EXERCISE BRIEF: Locate every row below that contains the string "surface" and copy each such row in full.

DATA SHOWN:
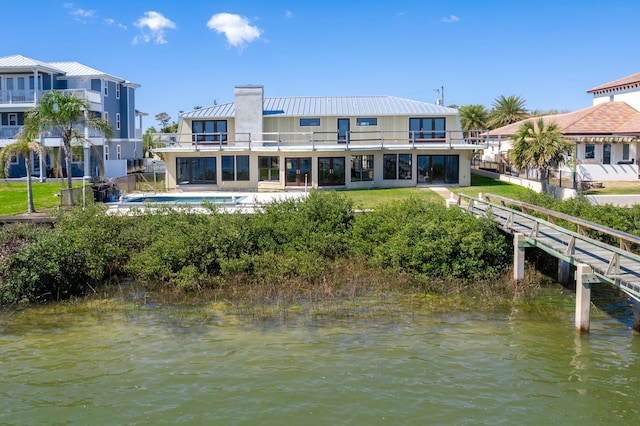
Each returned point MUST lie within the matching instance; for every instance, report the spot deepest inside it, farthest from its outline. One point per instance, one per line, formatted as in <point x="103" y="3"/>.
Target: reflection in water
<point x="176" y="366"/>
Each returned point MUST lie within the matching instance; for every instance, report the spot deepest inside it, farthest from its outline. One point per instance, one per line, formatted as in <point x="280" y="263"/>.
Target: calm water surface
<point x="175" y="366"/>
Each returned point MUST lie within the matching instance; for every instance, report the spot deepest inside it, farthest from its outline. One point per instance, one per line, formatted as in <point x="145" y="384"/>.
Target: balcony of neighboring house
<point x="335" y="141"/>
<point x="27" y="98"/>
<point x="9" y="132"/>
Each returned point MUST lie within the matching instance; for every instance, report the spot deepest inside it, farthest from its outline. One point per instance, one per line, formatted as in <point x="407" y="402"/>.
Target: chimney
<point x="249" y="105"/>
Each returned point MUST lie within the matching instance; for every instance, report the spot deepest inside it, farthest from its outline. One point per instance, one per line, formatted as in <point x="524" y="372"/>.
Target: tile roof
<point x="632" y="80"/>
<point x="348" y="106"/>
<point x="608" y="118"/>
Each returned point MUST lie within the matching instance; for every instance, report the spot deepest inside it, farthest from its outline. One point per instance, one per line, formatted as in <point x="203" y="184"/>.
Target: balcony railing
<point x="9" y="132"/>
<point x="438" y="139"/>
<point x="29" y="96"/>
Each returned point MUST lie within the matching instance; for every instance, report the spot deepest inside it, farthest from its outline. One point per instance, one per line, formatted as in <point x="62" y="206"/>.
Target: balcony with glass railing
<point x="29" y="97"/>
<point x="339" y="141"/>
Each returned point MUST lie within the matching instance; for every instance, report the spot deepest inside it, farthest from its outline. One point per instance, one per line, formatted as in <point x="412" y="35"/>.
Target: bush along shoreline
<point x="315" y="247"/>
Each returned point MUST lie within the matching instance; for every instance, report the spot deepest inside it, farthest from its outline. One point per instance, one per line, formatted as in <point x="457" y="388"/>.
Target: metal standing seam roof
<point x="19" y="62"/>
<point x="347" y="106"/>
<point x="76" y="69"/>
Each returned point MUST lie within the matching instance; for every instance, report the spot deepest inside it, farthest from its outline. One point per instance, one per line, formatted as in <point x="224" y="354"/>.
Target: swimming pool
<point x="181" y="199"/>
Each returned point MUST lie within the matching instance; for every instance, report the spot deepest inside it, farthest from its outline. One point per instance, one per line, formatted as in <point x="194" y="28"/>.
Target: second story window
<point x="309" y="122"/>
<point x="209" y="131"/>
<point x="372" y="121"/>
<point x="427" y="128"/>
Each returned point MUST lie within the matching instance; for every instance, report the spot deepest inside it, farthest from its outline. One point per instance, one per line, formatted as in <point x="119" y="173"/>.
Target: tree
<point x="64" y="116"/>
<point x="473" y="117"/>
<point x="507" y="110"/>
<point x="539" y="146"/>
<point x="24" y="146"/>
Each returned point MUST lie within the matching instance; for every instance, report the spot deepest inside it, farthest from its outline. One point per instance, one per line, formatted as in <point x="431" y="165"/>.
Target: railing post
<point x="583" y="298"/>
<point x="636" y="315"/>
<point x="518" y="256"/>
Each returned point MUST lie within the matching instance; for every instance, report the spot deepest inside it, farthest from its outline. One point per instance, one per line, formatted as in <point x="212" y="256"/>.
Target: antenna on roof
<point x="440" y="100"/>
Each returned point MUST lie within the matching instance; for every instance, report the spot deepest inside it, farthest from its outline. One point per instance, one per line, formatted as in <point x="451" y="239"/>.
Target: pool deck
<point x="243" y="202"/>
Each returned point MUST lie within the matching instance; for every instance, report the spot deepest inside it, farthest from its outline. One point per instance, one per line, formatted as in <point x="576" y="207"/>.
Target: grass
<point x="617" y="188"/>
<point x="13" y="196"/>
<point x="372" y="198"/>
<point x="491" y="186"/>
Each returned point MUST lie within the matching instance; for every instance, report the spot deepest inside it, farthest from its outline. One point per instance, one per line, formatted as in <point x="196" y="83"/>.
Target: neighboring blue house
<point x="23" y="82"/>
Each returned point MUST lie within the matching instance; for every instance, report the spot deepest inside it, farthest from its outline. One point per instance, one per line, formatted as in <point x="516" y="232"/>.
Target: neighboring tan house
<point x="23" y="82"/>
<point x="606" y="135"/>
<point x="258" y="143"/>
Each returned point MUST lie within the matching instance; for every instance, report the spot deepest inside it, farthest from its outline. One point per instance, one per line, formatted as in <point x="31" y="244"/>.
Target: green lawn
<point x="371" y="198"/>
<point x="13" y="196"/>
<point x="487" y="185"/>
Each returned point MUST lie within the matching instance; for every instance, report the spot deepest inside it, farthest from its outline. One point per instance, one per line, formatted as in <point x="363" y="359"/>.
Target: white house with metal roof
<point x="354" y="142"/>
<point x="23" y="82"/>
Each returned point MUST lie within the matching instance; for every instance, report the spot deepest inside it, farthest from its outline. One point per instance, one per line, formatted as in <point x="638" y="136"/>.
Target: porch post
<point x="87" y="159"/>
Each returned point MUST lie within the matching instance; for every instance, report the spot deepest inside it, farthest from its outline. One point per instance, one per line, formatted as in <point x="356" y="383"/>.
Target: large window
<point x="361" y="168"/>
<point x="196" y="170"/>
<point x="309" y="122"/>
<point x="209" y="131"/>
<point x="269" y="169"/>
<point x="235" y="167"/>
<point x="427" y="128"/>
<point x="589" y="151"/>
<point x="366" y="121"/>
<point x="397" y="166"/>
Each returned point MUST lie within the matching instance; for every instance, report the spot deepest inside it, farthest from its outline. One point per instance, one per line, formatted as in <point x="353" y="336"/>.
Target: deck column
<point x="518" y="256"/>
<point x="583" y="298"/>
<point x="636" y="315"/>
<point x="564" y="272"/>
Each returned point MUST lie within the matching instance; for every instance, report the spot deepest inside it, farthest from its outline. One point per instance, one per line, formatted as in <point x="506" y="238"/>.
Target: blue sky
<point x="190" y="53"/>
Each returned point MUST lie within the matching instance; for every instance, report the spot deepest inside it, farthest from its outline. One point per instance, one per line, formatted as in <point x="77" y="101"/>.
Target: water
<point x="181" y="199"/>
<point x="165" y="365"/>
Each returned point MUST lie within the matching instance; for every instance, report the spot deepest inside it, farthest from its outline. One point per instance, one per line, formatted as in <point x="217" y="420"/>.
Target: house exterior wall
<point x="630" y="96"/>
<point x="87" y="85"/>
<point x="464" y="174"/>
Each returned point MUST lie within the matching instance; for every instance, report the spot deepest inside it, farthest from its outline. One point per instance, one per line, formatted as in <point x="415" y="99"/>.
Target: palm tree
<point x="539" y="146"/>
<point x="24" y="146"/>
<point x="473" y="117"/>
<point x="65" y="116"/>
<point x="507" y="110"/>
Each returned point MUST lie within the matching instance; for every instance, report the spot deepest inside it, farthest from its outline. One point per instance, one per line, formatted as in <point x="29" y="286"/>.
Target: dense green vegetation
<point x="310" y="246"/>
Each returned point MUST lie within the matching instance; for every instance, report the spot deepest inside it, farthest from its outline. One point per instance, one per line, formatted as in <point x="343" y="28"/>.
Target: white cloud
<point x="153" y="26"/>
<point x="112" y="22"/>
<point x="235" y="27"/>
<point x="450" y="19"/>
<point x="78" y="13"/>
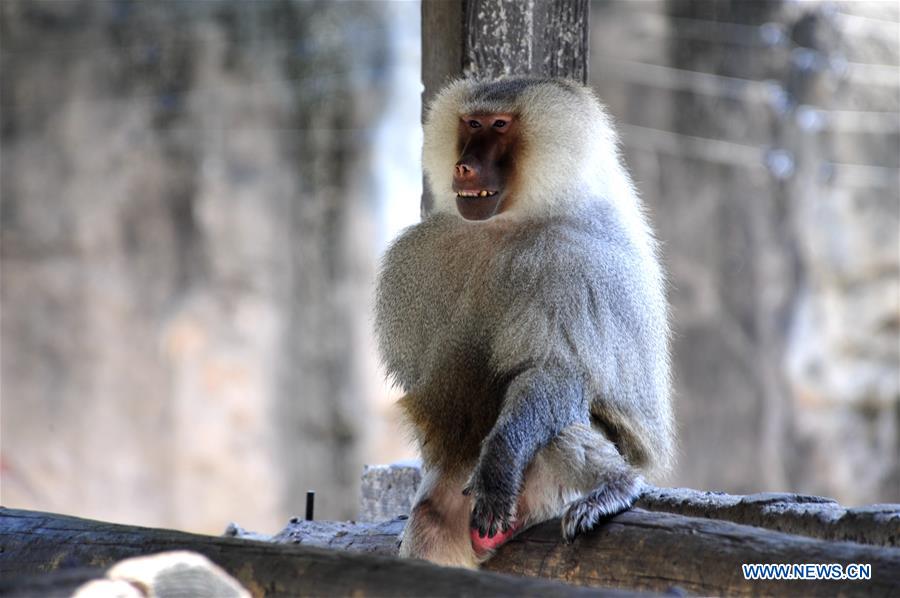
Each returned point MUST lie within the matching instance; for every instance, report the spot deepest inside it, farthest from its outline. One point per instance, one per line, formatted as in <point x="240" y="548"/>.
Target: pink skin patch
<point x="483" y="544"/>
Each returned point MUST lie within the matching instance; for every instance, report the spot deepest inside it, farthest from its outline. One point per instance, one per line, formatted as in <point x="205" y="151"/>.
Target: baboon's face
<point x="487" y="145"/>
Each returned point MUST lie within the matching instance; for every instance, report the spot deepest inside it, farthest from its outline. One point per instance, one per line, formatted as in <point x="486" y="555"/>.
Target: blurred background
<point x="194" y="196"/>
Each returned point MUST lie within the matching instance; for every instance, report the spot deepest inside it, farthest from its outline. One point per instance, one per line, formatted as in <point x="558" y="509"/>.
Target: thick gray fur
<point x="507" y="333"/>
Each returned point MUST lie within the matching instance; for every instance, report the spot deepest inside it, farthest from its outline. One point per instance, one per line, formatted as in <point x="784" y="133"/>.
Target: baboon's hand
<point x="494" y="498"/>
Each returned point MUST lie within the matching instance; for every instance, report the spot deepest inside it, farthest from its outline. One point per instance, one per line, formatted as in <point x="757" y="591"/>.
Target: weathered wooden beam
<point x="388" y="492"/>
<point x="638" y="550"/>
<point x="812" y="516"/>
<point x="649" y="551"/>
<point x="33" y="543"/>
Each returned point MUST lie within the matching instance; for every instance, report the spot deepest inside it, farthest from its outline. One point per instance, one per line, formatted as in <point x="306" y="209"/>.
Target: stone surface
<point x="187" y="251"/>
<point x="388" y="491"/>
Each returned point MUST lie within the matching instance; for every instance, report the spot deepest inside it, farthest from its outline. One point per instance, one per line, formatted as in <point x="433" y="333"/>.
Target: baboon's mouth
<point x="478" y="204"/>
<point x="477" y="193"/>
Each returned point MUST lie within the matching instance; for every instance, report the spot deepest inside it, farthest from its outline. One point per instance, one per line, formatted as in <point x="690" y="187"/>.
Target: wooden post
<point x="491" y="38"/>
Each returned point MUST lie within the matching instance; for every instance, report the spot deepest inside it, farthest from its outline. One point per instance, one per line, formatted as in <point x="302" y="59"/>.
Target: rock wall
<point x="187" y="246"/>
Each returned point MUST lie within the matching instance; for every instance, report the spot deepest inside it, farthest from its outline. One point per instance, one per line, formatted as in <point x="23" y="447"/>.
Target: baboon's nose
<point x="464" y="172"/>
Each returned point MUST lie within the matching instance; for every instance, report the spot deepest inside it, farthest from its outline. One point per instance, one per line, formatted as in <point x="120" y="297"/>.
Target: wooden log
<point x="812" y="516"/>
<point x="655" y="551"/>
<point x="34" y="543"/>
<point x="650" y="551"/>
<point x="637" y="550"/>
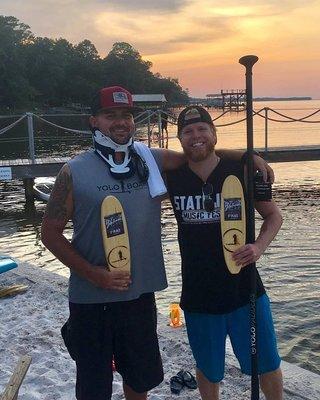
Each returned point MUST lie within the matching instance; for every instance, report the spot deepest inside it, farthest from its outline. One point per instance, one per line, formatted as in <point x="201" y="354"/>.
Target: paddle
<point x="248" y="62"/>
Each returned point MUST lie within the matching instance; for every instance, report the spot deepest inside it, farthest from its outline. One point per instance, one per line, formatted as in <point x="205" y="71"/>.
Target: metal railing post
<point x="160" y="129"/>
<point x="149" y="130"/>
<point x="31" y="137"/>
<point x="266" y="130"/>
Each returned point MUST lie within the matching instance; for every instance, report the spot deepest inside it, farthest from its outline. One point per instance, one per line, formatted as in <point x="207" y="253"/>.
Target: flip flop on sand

FULL RESPONSE:
Target: calm water surface
Target: stone surface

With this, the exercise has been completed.